━━ Data for this exercise ━━
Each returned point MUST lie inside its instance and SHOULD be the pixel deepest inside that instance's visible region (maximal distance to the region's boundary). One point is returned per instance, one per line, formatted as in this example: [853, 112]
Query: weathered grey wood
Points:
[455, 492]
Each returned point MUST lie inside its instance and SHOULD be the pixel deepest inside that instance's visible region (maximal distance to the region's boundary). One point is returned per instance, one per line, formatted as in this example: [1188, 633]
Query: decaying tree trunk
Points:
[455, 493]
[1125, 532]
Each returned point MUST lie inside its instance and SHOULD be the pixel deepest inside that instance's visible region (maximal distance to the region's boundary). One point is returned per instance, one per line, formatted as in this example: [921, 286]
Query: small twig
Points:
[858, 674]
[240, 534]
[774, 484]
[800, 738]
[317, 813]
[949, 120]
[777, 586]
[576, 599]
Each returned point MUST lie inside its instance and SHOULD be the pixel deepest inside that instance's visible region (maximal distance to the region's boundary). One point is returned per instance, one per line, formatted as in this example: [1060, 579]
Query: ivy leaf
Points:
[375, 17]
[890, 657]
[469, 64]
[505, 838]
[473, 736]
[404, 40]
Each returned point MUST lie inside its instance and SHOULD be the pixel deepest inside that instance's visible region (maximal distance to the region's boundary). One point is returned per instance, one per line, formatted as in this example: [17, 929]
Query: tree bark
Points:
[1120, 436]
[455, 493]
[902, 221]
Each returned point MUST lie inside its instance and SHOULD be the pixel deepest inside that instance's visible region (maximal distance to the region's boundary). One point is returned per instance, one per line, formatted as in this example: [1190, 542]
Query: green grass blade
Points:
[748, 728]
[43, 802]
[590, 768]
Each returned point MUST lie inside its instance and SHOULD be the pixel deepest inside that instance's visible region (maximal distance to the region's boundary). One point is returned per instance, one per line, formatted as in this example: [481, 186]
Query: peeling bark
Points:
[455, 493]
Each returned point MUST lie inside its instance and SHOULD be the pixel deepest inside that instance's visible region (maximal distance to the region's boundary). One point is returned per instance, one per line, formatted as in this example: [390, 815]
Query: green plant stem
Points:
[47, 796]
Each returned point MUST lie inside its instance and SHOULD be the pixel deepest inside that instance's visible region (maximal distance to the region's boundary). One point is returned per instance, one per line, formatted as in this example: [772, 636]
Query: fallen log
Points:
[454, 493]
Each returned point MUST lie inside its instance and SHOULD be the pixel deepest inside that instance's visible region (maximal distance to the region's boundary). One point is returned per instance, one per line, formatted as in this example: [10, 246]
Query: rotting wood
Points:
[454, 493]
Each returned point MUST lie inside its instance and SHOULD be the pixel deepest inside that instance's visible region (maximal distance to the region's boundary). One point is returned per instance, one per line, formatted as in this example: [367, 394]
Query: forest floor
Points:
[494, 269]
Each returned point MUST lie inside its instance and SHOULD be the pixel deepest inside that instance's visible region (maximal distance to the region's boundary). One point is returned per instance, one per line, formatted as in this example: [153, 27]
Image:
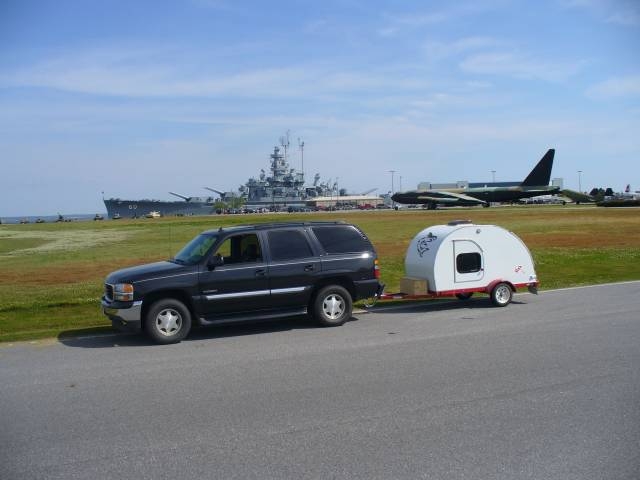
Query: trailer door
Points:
[468, 261]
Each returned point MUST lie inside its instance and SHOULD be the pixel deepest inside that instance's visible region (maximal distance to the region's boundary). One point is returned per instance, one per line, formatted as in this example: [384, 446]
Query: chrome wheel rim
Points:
[503, 293]
[169, 322]
[333, 306]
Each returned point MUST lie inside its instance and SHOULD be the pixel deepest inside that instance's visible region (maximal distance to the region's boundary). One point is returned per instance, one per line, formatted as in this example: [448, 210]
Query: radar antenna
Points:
[284, 141]
[301, 146]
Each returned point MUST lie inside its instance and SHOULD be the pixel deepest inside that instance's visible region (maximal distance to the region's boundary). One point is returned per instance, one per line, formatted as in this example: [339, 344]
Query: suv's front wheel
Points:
[167, 321]
[332, 306]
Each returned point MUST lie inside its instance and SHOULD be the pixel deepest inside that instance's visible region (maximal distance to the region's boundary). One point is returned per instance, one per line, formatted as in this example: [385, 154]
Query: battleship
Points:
[283, 187]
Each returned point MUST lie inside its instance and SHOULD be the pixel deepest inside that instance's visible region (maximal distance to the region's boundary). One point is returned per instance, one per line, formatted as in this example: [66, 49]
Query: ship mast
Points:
[301, 146]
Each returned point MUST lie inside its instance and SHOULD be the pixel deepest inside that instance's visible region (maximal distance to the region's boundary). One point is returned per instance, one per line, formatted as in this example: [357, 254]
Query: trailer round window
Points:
[468, 262]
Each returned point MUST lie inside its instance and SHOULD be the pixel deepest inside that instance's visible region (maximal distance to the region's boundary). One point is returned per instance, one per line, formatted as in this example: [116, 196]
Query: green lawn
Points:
[52, 275]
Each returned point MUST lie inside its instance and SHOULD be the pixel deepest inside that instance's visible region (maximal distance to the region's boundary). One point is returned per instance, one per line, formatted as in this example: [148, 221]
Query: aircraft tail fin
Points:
━━━
> _Short task_
Convert the entries starting at the line containing "example: [1188, 633]" and ending at the line containing "[1125, 532]" into a two-column CSV with columns named instruction and points. Give one row per entry, with each field in double quotes and line breaks replaced by spaces.

> _Response_
instruction,points
"Each returned point MUST lie inside its instance and SHOULD be the pixel deepest inside that instance's visible region (maximal distance to the region's boundary). One point is returned per instance, one per line, formatted as in this example: [1188, 633] Query: decaying tree trunk Points:","[455, 493] [1125, 532]"